*Text shown*:
━━━━━━━━━━
A third grade girl sits patiently at her dining room table, carefully reading the instructions of the school forms she needs her parents
to complete.
She then does her best to translate those words aloud to her parents from English to Vietnamese.
Fast-forward 11 years, and that same person, now a Seattle University junior, sits down with her parents to translate the FAFSA for them so she can receive financial aid to pay for her education.
Melia Lawrence (right) helps an international student fill out a form.
“It just comes naturally,” said first-generation Vietnamese-American Dana Tran. At this point in time, she’s an expert, skilled at a trade she had no choice but to learn. “It’s just more to think about, but this is how I’ve been thinking for my entire life.”
Tran isn’t alone in that regard. While the experiences between first-generation and international students aren’t analogous, the language barrier serves as one example of the many challenges those students face.
For first-generation students, who are the first in their family to be born in the U.S., and half-generation students, who are born outside of the U.S. but moved here early in their childhood, the challenge that comes with having non-native English speaking parents is apparent when it comes time to fill out crucial forms and documents required for all Seattle University students. And while many of those parents do know English, some of them only understand simple phrases, which makes complex documents—ones which most native English speakers find confusing—even less accessible to them.
Marthadina Russell is a first-generation Filipino-American studying international studies, French and Arabic. She doesn’t speak the native language of her parents, which makes it complicated for them to communicate.
“There’s still been one or two situations where my mom needs to be the one to sign something or needs to be the one to write off on some sort of financial document,” Russell said. “And it gets sent to her, she has to send it to me, I have to interpret to her in a way that she would understand. Then I have to tell her very slowly, step by step, what she needs to do, because I’m not there to do it for her.”
On the Seattle U website, all academic forms are available only in English. While this is problematic, students usually complete those forms on their own. It becomes more of a problem with the documents on the Student Financial Services page, which are also offered in English only, because many students do rely on their parents to complete these forms for them.
━━━━━━━━━━
*Try it*: Write the next part of the article on first-generation students translating school forms for their parents, picking up after its final sentence. The items that come next are unrelated to the article.

*Image-backed grounding data*:
━━━━━━━━━━
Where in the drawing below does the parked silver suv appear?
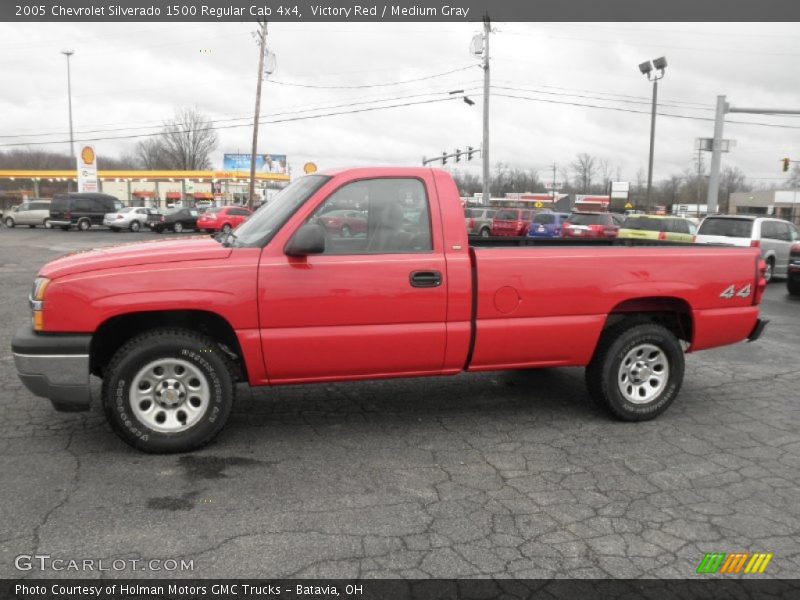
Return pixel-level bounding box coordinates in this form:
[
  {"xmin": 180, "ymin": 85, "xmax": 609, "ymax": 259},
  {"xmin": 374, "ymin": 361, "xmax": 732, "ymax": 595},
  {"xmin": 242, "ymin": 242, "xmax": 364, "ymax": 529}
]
[
  {"xmin": 3, "ymin": 198, "xmax": 50, "ymax": 229},
  {"xmin": 695, "ymin": 215, "xmax": 800, "ymax": 281}
]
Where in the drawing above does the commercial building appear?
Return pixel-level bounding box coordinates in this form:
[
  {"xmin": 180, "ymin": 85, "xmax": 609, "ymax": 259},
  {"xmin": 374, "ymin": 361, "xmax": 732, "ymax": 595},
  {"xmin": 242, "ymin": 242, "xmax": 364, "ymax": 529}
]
[{"xmin": 0, "ymin": 170, "xmax": 289, "ymax": 206}]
━━━━━━━━━━
*Response to this exercise*:
Melia Lawrence is a senior strategic communications major. She speaks English, Mandarin, Bahasa and Malay. Lawrence works as a desk assistant in the International Student Center (ISC). Lawrence said that the ISC provides a ton of resources for international students: handouts and forms with clear-cut explanations, aid students in getting a social security number and various forms of identification, help students with insurance by coordinating with banks and even provides options for students to enroll in internship programs and post-graduate work.
“Even with that, there are still a lot of ‘ifs’,” she said. International students don’t feel comfortable using Career Services. “Actually they don’t go anywhere because they feel intimidated,” she said of international students on campus.
While the ISC does a thorough job of aiding students with financial services and legal documentation, she said that little attention is paid to issues like mental health, sexual orientation and gender identity.
“It’s hard to talk about so they keep it to themselves,” Lawrence said of international students. There is still room for growth in the ISC.
However, one might be surprised to learn how stark the resources are for first-generation students in comparison.“If you’re here already and you’re not an international student and you just happen to speak a different language better than English, there’s not really a person you can go to for that,” Tran said.
She said some resources specific to first-generation or half-generation students would be very helpful, such as forms translated into the various languages spoken on campus, or at least the most prevalent ones.
“It’s not like I’m not used to it,” she said of the language burden. “But if it wasn’t there, it would be awesome.”